• _Task requirements_
Report only how many lines in the items below contain the string "stripe".

• _Task data_
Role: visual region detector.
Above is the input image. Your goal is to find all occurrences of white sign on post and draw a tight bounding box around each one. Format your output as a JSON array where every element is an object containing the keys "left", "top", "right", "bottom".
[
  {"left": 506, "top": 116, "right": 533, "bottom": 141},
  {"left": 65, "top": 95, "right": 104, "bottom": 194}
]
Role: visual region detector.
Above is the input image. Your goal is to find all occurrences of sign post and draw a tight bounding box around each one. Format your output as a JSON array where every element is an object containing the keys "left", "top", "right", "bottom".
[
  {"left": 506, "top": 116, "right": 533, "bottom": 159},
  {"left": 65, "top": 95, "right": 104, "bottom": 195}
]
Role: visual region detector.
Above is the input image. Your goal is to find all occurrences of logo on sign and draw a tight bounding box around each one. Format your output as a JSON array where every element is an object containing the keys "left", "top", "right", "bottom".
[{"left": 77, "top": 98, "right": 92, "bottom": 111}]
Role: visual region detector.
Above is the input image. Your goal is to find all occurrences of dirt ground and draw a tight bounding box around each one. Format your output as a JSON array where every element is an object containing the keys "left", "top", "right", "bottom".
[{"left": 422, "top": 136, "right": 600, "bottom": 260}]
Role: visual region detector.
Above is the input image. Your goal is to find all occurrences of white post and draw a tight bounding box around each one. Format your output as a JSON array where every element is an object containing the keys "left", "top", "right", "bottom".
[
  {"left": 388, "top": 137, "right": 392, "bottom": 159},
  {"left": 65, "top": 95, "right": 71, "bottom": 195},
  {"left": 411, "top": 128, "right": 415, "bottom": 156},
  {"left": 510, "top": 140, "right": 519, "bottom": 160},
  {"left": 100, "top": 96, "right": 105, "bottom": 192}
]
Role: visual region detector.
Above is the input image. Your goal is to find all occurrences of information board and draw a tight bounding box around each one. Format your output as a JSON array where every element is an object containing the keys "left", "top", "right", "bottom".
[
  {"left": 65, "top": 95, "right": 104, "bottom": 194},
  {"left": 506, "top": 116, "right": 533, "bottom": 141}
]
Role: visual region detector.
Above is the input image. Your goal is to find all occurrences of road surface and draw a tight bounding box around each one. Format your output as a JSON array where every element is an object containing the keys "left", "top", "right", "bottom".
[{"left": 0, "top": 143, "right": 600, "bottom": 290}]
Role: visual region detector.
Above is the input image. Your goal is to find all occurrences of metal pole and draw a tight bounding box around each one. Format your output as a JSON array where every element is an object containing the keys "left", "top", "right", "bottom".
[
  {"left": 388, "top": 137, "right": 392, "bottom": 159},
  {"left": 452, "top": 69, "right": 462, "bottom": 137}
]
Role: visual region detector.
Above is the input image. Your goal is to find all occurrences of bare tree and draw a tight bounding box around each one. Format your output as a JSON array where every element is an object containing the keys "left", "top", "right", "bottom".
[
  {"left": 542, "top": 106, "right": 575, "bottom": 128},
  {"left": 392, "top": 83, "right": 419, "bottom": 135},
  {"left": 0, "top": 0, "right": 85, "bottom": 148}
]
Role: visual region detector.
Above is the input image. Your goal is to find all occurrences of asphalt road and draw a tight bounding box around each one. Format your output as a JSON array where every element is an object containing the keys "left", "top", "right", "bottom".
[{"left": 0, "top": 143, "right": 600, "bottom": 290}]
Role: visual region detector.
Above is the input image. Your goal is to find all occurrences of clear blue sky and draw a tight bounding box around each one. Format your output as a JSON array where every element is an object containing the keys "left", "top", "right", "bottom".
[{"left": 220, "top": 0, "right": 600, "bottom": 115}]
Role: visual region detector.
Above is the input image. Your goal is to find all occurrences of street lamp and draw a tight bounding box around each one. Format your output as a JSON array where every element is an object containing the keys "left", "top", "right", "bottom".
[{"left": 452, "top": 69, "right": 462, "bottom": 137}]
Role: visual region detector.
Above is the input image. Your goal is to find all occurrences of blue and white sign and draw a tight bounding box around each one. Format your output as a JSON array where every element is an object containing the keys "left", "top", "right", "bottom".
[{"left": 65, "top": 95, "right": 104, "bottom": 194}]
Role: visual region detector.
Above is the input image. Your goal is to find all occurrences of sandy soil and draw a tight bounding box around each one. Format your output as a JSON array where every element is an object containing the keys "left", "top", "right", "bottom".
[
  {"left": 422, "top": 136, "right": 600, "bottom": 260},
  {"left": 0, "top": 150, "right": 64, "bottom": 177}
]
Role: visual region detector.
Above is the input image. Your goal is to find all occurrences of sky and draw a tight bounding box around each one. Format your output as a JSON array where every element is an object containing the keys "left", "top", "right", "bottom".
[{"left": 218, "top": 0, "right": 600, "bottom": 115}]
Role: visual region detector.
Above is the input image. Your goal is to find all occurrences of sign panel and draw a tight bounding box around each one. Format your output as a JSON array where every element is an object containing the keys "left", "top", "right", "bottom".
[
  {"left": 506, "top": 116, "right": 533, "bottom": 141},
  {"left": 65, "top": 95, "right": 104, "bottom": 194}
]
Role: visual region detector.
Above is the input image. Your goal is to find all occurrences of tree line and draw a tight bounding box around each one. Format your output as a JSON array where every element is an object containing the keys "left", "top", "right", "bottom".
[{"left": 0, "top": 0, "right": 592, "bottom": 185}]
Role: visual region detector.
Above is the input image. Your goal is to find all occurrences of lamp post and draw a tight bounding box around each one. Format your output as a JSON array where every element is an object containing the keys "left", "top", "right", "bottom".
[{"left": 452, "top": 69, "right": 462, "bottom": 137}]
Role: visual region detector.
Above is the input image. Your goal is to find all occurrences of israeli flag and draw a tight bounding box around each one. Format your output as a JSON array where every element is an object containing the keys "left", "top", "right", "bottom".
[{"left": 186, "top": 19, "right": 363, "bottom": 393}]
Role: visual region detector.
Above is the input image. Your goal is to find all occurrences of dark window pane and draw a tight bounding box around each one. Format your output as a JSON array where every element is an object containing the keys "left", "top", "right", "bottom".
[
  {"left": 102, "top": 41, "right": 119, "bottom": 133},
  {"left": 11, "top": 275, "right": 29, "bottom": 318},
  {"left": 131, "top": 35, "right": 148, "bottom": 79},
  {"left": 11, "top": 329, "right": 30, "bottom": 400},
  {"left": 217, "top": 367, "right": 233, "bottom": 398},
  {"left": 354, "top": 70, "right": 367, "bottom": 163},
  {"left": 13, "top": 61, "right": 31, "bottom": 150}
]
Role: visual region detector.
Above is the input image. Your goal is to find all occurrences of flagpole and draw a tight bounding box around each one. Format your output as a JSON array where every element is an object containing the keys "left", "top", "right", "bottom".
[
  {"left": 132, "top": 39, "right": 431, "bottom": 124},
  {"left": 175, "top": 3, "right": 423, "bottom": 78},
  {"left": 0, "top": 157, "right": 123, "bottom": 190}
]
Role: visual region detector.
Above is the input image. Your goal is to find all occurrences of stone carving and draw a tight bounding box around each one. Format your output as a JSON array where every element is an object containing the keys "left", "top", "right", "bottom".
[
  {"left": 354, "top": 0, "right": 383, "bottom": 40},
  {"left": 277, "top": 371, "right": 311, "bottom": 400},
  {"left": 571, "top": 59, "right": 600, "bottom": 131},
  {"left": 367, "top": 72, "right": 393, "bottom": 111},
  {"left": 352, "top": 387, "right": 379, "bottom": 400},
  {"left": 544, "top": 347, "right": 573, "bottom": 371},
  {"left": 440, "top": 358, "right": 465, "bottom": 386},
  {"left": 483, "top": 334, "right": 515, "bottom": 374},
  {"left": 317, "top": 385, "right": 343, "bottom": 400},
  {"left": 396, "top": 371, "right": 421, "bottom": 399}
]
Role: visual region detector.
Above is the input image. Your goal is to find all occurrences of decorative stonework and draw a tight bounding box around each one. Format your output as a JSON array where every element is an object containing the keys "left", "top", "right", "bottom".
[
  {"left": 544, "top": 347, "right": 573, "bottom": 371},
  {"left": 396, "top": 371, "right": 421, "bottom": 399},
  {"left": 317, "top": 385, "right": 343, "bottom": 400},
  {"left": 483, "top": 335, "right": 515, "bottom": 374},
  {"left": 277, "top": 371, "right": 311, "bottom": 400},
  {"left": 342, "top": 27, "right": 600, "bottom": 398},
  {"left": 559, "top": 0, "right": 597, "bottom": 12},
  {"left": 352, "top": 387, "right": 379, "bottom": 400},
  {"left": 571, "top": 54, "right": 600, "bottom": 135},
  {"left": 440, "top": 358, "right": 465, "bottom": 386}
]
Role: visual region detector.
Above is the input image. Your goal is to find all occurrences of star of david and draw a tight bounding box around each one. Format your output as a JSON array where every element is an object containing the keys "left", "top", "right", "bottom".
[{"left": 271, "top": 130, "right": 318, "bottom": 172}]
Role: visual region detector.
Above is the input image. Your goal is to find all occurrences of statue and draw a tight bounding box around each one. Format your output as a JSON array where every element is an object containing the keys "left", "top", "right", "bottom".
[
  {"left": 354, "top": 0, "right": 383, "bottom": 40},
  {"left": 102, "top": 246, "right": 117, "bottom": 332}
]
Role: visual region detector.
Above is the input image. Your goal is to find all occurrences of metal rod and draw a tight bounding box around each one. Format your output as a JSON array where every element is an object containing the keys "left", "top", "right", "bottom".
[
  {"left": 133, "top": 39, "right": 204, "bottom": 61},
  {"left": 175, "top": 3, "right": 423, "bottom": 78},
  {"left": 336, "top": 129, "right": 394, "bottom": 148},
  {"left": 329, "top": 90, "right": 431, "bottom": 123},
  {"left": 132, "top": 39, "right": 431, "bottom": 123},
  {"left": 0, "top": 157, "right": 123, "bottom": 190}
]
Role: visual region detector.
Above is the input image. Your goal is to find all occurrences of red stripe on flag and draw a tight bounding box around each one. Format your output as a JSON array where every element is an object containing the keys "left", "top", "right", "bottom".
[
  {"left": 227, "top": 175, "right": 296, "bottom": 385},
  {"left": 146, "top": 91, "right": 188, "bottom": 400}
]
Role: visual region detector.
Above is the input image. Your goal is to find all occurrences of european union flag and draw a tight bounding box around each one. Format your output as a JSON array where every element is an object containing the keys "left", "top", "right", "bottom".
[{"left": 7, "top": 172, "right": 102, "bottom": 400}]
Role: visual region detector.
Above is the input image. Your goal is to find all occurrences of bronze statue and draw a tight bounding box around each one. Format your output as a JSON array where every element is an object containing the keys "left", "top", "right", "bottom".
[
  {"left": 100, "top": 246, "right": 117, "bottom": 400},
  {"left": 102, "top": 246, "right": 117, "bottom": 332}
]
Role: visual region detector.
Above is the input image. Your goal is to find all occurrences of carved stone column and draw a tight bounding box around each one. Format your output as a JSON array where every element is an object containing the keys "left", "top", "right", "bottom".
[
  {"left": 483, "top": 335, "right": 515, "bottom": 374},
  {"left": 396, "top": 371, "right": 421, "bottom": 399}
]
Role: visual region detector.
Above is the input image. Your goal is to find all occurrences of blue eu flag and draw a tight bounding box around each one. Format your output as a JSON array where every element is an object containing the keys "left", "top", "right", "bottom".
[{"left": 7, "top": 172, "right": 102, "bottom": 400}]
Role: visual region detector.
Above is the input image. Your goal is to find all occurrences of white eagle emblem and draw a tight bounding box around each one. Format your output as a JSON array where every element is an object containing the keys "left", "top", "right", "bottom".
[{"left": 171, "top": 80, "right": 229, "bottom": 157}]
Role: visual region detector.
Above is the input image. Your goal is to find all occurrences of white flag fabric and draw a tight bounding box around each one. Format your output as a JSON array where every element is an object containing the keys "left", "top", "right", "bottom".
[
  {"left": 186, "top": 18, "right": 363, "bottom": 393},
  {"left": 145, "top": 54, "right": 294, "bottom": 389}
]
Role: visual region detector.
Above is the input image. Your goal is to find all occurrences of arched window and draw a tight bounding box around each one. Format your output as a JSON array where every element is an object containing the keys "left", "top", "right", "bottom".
---
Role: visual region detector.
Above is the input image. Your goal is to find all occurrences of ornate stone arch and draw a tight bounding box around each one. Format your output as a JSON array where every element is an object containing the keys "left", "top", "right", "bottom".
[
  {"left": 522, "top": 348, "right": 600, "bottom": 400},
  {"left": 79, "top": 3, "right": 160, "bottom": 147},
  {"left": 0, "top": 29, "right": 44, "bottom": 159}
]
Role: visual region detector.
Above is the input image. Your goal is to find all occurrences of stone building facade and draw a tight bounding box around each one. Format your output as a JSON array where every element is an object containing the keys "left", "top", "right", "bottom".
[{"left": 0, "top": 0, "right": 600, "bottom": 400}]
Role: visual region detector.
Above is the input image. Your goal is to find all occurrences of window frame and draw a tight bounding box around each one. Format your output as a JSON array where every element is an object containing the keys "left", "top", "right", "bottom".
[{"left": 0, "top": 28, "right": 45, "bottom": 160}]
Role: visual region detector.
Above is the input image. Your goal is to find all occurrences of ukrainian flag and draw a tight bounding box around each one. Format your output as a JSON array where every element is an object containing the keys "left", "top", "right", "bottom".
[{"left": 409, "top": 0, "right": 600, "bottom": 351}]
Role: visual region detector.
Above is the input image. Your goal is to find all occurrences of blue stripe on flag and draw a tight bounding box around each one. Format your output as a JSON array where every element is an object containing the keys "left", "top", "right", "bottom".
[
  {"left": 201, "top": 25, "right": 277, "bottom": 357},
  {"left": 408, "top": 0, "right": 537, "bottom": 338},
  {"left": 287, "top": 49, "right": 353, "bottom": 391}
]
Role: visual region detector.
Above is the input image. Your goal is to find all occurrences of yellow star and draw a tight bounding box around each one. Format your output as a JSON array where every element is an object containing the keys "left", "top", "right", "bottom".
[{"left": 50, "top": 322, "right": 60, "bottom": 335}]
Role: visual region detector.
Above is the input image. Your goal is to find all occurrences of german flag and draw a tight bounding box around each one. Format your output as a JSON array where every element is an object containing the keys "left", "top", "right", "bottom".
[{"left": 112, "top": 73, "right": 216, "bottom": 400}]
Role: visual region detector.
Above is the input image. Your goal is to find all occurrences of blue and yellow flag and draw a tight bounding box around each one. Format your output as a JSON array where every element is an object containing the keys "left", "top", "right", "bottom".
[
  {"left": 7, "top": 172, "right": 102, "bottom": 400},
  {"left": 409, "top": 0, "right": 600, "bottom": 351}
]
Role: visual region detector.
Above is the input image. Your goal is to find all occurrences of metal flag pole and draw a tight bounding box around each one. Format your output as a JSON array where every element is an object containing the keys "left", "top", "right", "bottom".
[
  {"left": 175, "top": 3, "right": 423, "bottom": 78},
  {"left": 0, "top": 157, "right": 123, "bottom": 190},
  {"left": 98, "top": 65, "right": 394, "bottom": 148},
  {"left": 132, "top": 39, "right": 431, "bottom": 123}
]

• _Output for this exercise_
2